_DOCUMENT TEXT_:
By Stewart Bint
In many ways, being sectioned was a bittersweet experience.
On the one hand frightening and overwhelming, but on the other, warm and comforting – forming protection against the outside world.
My counsellor had originally admitted me as a voluntary patient to a private psychiatric clinic – the Woodbourne Priory in Birmingham – for stress and depression brought on by the deaths of two people who were extremely close to me, and an intolerable workload as I climbed the corporate ladder.
One of those people was my mother-in-law, who suffered a lingering, painful death from cancer. Almost immediately, my father-in-law was also diagnosed with terminal cancer. I was constantly hoping – and telling people of my wishes – that he could die swiftly and painlessly to avoid the horrific ending his wife had suffered.
Completely unexpectedly, he did, about three weeks into my time in the Priory. Instantly the voices in my head told me I was to blame for his death.
The voices were explicit as to how I must “atone for my sin.” I had to slash my right cheek from the side of my eye to my chin, and then slash both my wrists. But I also had to take someone with me, and I must start selecting a fellow patient.
My last memory for about a fortnight, was running from the Priory and finding a hairdressing salon on the road into Birmingham, where I demanded a pair of scissors to fulfil what the voices were instructing me.
Apparently – although I have no recollection of this; it’s all what I was told afterwards – the police had already been alerted to the fact that I’d been seen running down the drive, and when the hairdresser called them they were on the scene in minutes, taking me back to the clinic.
I was duly sectioned for 28 days. But because of the severity of my condition and my increasingly bizarre behaviour I was also “specialed,” meaning that a nurse was assigned to never be more than a few feet from me, round the clock.
It was two weeks before the fog started to lift. To this day I have no memory of those first 14 days or so. I demanded to be taken home immediately, and the doctors had to explain again about me being sectioned and what it meant, as I could not remember having been told.
The fact that I was a prisoner sank in quickly. Actually, worse than a prisoner. Prisoners have rights. My rights had apparently been stripped from me. I was detained against my will, and forcibly drugged with lithium – so powerful that blood tests were taken every couple of days to ensure it wasn’t harming me physically. Going to the toilet and taking a bath had to be done in full view of my “special” nurse, sometimes male, sometimes female.
The voices were still there, but the lithium was dulling them. However, I was constantly asking the nurse to get me a pair of scissors, explaining that the only way I could be redeemed was to obey them.
I attempted to escape several times, the most successful being when I persuaded a hapless bank nurse to accompany into the grounds. Even though I was in my pyjamas and barefoot, I was able to outrun her. But it wasn’t long before the police returned me to the Priory, this time in handcuffs, as if I were a criminal.

_WHAT TO WORK ON_:
Please rewrite the stretch of the account of being sectioned from "On the one hand" through "the corporate ladder.", replacing "counsellor" with "therapist".

Source records
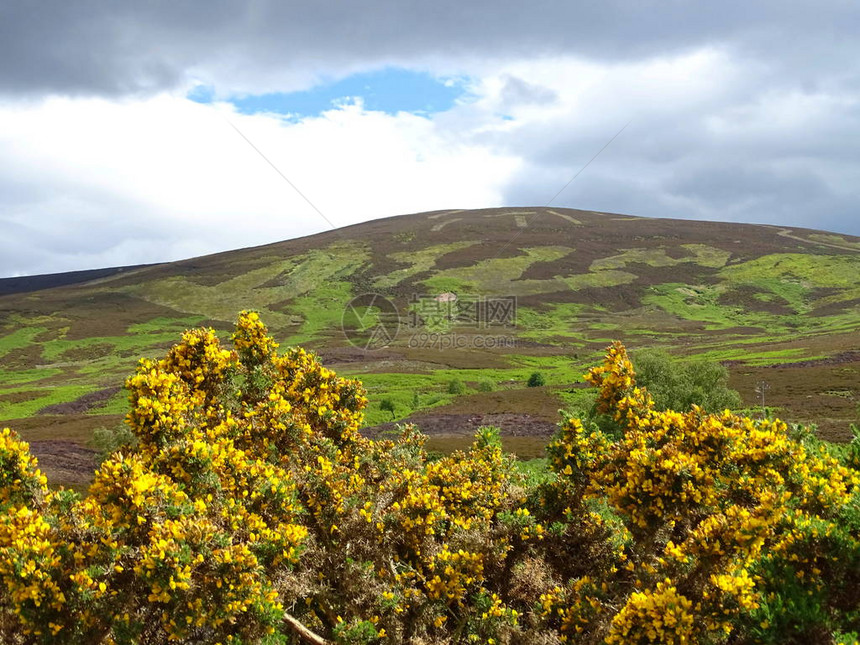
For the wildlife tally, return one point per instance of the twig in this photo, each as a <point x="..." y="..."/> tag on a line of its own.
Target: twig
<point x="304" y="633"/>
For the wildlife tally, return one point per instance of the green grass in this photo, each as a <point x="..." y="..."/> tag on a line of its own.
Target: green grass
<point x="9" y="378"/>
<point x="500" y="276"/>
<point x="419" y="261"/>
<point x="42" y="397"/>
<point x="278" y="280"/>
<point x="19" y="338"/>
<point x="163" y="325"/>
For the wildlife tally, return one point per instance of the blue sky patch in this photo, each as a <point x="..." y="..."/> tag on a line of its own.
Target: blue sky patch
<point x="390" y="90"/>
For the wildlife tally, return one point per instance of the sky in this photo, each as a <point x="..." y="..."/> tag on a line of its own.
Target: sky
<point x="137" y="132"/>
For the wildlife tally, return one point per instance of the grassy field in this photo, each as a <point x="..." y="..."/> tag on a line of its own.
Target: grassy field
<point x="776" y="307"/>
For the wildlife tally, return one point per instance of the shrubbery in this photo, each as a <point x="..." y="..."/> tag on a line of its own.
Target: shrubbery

_EXERCISE ANSWER_:
On the one hand frightening and overwhelming, but on the other, warm and comforting – forming protection against the outside world.
My therapist had originally admitted me as a voluntary patient to a private psychiatric clinic – the Woodbourne Priory in Birmingham – for stress and depression brought on by the deaths of two people who were extremely close to me, and an intolerable workload as I climbed the corporate ladder.